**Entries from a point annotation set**
|---|
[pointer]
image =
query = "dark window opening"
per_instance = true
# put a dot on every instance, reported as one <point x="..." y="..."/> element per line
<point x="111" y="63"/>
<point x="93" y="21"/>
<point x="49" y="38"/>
|---|
**EXERCISE INSTRUCTIONS**
Format every line of the entries above as a numbered list, omitting any blank lines.

**TASK OUTPUT**
1. [pointer]
2. image =
3. query = "dark window opening"
4. per_instance = true
5. # put a dot on every instance, reported as one <point x="..." y="..."/> element per line
6. <point x="111" y="63"/>
7. <point x="93" y="21"/>
8. <point x="49" y="38"/>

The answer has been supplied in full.